### PROBLEMS TO SOLVE
a) In the resilience text, how many people do resilient people have in their lives to turn to for support?
b) Reproduce the resilience text from "2. Learn Lessons." up to and including "a better result.".

TEXT SHOWN Block Start

Some people seem to be born with the ability to overcome obstacles and setbacks with relative ease. It’s a trait that experts call resilience.  People with resilience have a greater sense of control over their lives which makes them more willing to take risks.  In addition, because of their optimistic outlook, they are more likely to develop and maintain positive relationships with others.  So, how do you make yourself more resilient? Jen Uscher[i] suggests 10 things to focus on:

  1. Stay Flexible. Resilient people expect to face challenges at some point in their lives, and are able to adjust their goals and find ways to adapt.
  2. Learn Lessons. Even when you have a negative experience, don’t focus on who’s to blame; focus on the positive lessons you can learn from it. Stop asking “Why me?” and feeling like a victim. Ask yourself what you could do differently next time to have a better result.
  3. Take Action. Think about what you can do to improve your situation, and then do it. Don’t let yourself be paralyzed by negative thoughts; instead, work on solving the problem. Perhaps making a list of possible options would be a good start.
  4. Stay Connected. It is important to nurture your relationships with friends and family. When you’re going through a hard time, don’t withdraw from other people; instead, accept help from those who care about you. Resilient people have at least one or two people in their lives they can turn to for support.
  5. Release Tension. Make sure you have outlets to express your emotions and let go of tension. For instance, you could write in a journal, draw, pray, go for long walks, or talk with a friend or counselor.

Here’s a great promise to take to heart, “Those who have a humble, trusting, contrite heart, God accepts and hears their prayer; and when God helps, all obstacles will be overcome.”[ii]

Father God, helps us to overcome the obstacles in our path and to remember you are always there to help us.

TEXT SHOWN Block End
RAW DATA Block Start

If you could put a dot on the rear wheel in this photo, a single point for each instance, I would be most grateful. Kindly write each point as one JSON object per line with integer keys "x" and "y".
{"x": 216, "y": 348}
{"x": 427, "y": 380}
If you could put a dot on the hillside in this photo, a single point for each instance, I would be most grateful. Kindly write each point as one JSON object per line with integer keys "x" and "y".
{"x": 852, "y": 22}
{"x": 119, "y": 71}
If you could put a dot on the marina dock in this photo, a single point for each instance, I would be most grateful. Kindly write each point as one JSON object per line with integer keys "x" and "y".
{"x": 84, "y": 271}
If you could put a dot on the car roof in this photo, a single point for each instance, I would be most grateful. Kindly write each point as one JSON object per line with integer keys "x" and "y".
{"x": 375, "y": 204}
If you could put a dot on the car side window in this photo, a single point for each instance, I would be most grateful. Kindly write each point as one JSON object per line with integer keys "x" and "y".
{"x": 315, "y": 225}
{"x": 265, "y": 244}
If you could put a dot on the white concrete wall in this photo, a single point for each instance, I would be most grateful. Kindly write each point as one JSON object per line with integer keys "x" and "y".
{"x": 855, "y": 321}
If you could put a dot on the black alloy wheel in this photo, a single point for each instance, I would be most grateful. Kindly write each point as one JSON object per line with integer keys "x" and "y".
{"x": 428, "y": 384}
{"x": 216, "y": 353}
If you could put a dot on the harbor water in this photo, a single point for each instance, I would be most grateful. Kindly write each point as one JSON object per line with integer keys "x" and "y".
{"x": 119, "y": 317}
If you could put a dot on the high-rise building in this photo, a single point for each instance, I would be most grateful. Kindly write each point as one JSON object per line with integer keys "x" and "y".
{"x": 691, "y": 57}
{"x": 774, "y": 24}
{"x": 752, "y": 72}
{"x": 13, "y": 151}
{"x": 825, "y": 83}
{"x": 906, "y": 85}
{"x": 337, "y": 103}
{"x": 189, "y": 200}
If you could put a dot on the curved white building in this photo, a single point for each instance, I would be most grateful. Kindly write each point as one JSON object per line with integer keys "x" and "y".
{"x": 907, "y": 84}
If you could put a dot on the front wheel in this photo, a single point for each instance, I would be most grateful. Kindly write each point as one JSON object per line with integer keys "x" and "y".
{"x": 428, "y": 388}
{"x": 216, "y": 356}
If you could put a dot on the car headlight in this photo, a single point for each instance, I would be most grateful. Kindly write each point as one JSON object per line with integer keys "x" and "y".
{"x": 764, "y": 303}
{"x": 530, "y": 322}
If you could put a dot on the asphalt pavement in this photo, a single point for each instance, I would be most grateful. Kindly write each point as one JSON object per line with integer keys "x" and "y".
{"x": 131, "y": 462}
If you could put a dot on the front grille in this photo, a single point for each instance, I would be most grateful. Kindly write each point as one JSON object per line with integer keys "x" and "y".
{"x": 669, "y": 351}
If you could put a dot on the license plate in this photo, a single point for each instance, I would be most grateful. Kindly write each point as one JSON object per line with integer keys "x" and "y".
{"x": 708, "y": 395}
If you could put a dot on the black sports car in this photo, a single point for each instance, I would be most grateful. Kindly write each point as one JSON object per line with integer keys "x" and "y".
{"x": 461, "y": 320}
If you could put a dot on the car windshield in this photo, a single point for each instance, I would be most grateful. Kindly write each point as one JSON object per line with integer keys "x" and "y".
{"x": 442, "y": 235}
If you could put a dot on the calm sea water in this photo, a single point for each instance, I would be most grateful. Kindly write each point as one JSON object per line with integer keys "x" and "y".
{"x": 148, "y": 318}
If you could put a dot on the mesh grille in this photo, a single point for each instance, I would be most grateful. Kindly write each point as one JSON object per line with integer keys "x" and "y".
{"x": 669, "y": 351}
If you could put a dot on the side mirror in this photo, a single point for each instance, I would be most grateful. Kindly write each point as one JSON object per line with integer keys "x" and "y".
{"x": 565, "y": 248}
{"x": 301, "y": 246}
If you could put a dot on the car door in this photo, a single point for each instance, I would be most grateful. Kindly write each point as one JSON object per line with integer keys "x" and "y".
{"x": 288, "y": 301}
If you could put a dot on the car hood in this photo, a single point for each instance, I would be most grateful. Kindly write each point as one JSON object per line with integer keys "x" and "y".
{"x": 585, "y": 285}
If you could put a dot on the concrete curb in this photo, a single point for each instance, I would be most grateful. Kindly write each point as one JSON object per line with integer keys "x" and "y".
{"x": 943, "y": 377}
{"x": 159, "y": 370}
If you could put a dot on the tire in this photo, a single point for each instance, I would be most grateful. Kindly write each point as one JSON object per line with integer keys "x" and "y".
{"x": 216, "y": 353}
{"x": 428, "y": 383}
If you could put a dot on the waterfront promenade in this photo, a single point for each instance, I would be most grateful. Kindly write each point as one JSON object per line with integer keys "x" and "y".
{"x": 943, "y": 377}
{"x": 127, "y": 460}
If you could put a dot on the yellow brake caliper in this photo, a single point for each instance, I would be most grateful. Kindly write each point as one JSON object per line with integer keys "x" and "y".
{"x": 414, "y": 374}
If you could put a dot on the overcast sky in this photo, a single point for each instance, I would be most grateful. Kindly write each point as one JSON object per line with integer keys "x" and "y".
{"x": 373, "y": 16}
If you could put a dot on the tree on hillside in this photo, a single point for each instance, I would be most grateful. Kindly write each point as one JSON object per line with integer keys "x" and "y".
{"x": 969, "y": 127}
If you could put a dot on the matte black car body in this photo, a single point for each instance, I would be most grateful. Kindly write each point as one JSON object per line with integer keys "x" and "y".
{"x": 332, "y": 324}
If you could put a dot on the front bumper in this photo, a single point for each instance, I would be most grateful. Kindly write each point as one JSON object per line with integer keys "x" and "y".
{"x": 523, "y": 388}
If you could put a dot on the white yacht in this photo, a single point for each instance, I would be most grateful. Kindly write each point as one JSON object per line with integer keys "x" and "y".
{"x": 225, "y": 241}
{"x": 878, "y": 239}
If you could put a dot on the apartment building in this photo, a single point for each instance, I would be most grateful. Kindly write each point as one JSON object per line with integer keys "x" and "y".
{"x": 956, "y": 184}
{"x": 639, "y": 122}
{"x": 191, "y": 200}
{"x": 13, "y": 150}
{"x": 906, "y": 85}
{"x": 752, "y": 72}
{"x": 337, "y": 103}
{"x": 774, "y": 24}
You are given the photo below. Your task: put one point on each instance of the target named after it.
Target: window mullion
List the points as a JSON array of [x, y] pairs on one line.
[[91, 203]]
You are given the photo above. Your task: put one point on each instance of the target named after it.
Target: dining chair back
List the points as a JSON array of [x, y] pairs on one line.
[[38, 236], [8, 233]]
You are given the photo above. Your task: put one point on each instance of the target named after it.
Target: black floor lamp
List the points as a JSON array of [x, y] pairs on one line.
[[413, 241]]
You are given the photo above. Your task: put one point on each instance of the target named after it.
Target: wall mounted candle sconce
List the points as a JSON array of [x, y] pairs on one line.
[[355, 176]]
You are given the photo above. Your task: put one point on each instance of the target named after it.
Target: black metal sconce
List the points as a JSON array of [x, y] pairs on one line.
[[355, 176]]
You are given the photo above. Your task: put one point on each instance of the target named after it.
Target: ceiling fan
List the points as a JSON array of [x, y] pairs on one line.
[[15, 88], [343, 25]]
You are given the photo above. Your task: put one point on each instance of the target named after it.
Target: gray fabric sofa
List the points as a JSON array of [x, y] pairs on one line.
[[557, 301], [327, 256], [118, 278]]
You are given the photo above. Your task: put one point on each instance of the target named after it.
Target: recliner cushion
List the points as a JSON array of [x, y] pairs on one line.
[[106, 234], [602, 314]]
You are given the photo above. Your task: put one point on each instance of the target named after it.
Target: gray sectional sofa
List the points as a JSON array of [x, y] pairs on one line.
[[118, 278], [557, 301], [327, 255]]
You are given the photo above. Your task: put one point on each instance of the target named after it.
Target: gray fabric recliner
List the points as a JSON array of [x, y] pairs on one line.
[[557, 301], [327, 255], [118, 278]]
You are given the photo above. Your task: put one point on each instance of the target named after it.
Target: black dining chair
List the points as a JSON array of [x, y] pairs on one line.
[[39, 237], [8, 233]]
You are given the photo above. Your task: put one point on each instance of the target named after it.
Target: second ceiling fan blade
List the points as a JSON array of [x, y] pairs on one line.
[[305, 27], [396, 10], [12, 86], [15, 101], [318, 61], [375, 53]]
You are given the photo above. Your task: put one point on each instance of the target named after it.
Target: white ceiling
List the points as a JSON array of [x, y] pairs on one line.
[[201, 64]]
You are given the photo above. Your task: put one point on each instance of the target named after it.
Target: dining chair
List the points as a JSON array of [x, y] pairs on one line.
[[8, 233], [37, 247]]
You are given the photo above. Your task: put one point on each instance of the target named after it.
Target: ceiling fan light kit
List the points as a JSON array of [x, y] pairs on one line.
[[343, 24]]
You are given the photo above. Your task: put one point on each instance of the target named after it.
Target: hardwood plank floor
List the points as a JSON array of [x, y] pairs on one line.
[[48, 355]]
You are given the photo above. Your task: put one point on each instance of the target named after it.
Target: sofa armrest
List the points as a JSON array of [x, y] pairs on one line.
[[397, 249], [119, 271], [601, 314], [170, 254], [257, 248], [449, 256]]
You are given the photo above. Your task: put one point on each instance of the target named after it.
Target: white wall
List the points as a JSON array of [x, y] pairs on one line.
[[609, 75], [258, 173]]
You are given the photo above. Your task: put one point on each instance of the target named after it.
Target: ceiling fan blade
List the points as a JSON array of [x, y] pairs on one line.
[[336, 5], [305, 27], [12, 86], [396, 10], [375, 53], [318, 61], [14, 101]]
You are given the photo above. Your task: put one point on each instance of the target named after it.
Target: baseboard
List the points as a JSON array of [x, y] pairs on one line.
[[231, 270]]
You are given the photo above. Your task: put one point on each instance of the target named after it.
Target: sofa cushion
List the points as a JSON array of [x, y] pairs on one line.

RAW DATA Block End

### REPLIES
a) At least one or two.

b)
2. Learn Lessons. Even when you have a negative experience, don’t focus on who’s to blame; focus on the positive lessons you can learn from it. Stop asking “Why me?” and feeling like a victim. Ask yourself what you could do differently next time to have a better result.